■ **SELECTED TEXT**:
A vow of silence is a vow to maintain silence. Although it is commonly associated with monasticism, no major monastic order takes a vow of silence. Even the most fervently silent orders such as the Carthusians have time in their schedule for talking.

Recently, the vow of silence has been embraced by some in secular society as means of protest or of deepening their spirituality. Silence is often seen as essential to deepening a relationship with God. It is also considered a virtue in some religions.

In Western Christian traditions such as Catholicism and Lutheranism, the Great Silence is the period of time beginning at the canonical hour of Compline, in which votarists are silent until the first office of the next day, Lauds.

Examples

Religious examples 
Despite the common misconception, no major Christian monasteries or religious orders take such a vow. However, most monasteries have specific times (magnum silentium, work silence, times of prayer, etc.) and places (the chapel, the refectory, etc.) where speaking is prohibited unless absolutely necessary. Even outside of these times and places, useless and idle words are forbidden. In active orders, the members speak according to the needs of their various duties.

■ **DATASET ROWS**:
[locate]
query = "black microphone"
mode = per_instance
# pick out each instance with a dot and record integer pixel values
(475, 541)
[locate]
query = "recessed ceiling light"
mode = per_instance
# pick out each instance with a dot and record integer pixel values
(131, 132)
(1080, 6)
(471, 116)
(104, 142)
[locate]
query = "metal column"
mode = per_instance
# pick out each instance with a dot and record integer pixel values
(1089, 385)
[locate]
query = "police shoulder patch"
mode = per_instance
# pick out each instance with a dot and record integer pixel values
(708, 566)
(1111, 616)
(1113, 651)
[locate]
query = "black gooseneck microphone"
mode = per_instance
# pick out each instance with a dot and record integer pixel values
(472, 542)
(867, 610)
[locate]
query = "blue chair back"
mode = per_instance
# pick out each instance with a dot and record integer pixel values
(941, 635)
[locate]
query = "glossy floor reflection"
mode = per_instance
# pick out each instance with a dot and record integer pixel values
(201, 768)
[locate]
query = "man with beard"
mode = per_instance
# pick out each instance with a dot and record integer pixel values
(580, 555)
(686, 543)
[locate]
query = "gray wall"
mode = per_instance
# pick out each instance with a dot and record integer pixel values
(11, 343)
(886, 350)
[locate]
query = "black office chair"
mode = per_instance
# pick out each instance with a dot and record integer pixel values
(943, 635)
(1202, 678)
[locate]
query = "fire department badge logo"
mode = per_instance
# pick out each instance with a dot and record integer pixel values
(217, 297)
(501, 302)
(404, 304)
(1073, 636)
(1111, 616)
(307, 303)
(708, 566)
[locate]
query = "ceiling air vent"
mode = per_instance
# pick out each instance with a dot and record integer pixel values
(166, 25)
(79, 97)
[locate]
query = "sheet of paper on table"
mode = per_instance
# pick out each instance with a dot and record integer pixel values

■ **SET PROBLEM**: Decide whether each statement below agrees with the text on vows of silence, answering yes or no and quoting the text's deciding words exactly. 1. The Carthusians have no time in their schedule for talking. 2. The Great Silence begins at the canonical hour of Compline. 3. In active orders, members speak according to the needs of their duties.

■ **PROBLEM SOLUTION**:
1. No: "Even the most fervently silent orders such as the Carthusians have time in their schedule for talking."
2. Yes: "the Great Silence is the period of time beginning at the canonical hour of Compline"
3. Yes: "In active orders, the members speak according to the needs of their various duties."